• **THE TASK**
The entire listing below is to be written out exactly, minus the pictures.

[Opening DATA TO PROCESS section]

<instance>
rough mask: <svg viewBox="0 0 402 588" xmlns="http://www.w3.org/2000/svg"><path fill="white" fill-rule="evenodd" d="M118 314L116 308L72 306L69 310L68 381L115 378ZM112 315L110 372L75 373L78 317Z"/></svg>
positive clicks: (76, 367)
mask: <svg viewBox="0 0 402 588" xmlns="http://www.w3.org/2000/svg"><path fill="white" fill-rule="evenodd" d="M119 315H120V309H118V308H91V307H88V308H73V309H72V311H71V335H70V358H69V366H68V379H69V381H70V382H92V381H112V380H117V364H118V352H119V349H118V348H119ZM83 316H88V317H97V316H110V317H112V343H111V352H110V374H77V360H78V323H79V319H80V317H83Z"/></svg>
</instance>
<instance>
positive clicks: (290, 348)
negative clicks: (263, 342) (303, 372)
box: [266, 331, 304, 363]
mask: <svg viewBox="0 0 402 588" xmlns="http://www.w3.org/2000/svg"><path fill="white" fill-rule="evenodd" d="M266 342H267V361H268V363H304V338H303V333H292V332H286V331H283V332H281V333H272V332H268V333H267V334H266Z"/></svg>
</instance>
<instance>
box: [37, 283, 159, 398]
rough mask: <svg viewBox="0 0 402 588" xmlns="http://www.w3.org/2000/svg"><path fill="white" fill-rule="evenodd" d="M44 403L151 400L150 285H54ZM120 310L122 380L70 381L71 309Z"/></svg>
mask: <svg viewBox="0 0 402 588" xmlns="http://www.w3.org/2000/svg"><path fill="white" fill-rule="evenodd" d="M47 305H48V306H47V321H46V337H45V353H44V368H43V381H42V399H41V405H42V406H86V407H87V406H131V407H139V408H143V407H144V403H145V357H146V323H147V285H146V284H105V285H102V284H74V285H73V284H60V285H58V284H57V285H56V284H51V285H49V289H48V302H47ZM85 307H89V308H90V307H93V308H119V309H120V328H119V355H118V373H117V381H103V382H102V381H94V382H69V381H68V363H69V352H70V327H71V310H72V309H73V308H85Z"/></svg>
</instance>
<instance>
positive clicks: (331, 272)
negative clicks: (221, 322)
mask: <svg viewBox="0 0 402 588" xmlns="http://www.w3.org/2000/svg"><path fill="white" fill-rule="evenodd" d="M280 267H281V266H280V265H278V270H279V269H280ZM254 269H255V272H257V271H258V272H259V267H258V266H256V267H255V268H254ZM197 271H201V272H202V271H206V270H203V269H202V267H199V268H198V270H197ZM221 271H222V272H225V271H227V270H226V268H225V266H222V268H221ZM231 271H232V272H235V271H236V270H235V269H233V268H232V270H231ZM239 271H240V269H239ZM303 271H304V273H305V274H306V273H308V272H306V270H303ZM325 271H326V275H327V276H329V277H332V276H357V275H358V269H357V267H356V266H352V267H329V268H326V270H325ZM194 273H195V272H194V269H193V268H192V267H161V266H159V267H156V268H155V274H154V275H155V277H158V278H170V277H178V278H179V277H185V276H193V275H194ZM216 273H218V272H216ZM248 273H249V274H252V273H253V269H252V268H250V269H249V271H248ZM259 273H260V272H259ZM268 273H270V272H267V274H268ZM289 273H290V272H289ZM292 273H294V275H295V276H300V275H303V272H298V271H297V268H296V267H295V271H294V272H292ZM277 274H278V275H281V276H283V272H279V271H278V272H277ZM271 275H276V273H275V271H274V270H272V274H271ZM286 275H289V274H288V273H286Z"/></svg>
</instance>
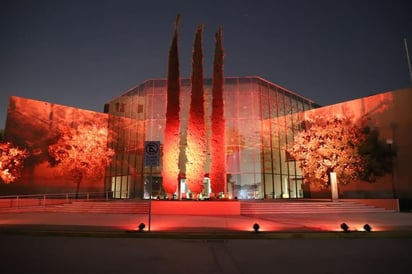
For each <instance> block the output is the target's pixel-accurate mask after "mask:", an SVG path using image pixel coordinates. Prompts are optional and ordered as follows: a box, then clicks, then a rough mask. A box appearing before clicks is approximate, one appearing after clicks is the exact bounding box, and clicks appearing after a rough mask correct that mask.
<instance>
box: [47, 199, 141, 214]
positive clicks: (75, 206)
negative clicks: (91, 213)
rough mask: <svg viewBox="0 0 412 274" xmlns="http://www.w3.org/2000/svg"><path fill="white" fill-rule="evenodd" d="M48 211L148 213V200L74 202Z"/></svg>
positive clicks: (50, 211)
mask: <svg viewBox="0 0 412 274" xmlns="http://www.w3.org/2000/svg"><path fill="white" fill-rule="evenodd" d="M45 211H47V212H66V213H70V212H72V213H105V214H148V212H149V203H148V202H144V201H142V202H128V201H126V202H118V201H110V202H109V201H108V202H72V203H71V204H65V205H58V206H52V207H47V208H46V209H45Z"/></svg>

[Closing DATA TO PROCESS section]

• **PROBLEM SOLUTION**
<instance>
rough mask: <svg viewBox="0 0 402 588" xmlns="http://www.w3.org/2000/svg"><path fill="white" fill-rule="evenodd" d="M118 314L116 308L72 306L69 310L68 381L115 378ZM112 315L110 372L75 373L78 317Z"/></svg>
positive clicks: (76, 367)
mask: <svg viewBox="0 0 402 588" xmlns="http://www.w3.org/2000/svg"><path fill="white" fill-rule="evenodd" d="M119 315H120V309H118V308H91V307H88V308H73V309H72V311H71V335H70V358H69V366H68V379H69V381H70V382H92V381H112V380H117V364H118V352H119V349H118V348H119ZM83 316H88V317H97V316H110V317H112V343H111V352H110V374H77V360H78V323H79V319H80V317H83Z"/></svg>
</instance>
<instance>
positive clicks: (290, 348)
negative clicks: (263, 342) (303, 372)
box: [266, 331, 304, 363]
mask: <svg viewBox="0 0 402 588" xmlns="http://www.w3.org/2000/svg"><path fill="white" fill-rule="evenodd" d="M266 342H267V361H268V363H304V338H303V333H292V332H286V331H283V332H281V333H272V332H268V333H267V334H266Z"/></svg>
</instance>
<instance>
box: [37, 283, 159, 398]
rough mask: <svg viewBox="0 0 402 588" xmlns="http://www.w3.org/2000/svg"><path fill="white" fill-rule="evenodd" d="M44 403L151 400L150 285H54ZM120 310L122 380L70 381L71 309Z"/></svg>
mask: <svg viewBox="0 0 402 588" xmlns="http://www.w3.org/2000/svg"><path fill="white" fill-rule="evenodd" d="M47 305H48V306H47V321H46V337H45V353H44V368H43V381H42V399H41V405H42V406H86V407H87V406H131V407H139V408H143V407H144V403H145V357H146V323H147V285H146V284H105V285H102V284H74V285H73V284H60V285H58V284H57V285H56V284H51V285H49V289H48V302H47ZM85 307H89V308H90V307H93V308H119V309H120V328H119V355H118V373H117V381H103V382H102V381H94V382H69V381H68V363H69V352H70V327H71V310H72V309H73V308H85Z"/></svg>
</instance>
<instance>
positive clicks: (331, 272)
negative clicks: (221, 322)
mask: <svg viewBox="0 0 402 588" xmlns="http://www.w3.org/2000/svg"><path fill="white" fill-rule="evenodd" d="M280 267H281V266H280V265H278V270H279V269H280ZM254 269H255V272H257V271H258V272H259V267H258V266H256V267H255V268H254ZM197 271H201V272H202V271H206V270H203V269H202V267H199V268H198V270H197ZM221 271H222V272H225V271H227V270H226V268H225V266H222V268H221ZM231 271H232V272H235V271H236V270H235V269H233V268H232V270H231ZM239 271H240V269H239ZM303 271H304V273H305V274H306V273H308V272H306V270H303ZM325 271H326V275H327V276H329V277H332V276H357V275H358V269H357V267H356V266H352V267H329V268H326V270H325ZM194 273H195V272H194V269H193V268H192V267H161V266H159V267H156V268H155V274H154V275H155V277H158V278H170V277H178V278H179V277H185V276H193V275H194ZM216 273H218V272H216ZM248 273H249V274H252V273H253V269H252V268H250V269H249V271H248ZM259 273H260V272H259ZM268 273H270V272H267V274H268ZM289 273H290V272H289ZM292 273H294V275H295V276H300V275H303V272H298V271H297V268H296V267H295V271H294V272H292ZM277 274H278V275H281V276H283V272H279V271H278V272H277ZM271 275H276V273H275V271H274V270H272V274H271ZM286 275H289V274H288V273H286Z"/></svg>
</instance>
For each <instance> block the output is the target's pixel-accurate mask after "mask:", an SVG path using image pixel coordinates. Prompts are optional and ordered as follows: a box, then clicks, then a rough mask. A box appearing before clicks is approximate, one appearing after clicks is the exact bounding box, and clicks appearing after a rough mask correct that mask.
<instance>
box: [47, 199, 141, 214]
positive clicks: (75, 206)
negative clicks: (91, 213)
rough mask: <svg viewBox="0 0 412 274" xmlns="http://www.w3.org/2000/svg"><path fill="white" fill-rule="evenodd" d="M48 211L148 213V200L74 202Z"/></svg>
positive clicks: (50, 211)
mask: <svg viewBox="0 0 412 274" xmlns="http://www.w3.org/2000/svg"><path fill="white" fill-rule="evenodd" d="M45 211H47V212H66V213H70V212H72V213H105V214H148V212H149V203H148V202H144V201H142V202H128V201H126V202H118V201H110V202H109V201H108V202H72V203H71V204H65V205H58V206H52V207H47V208H46V209H45Z"/></svg>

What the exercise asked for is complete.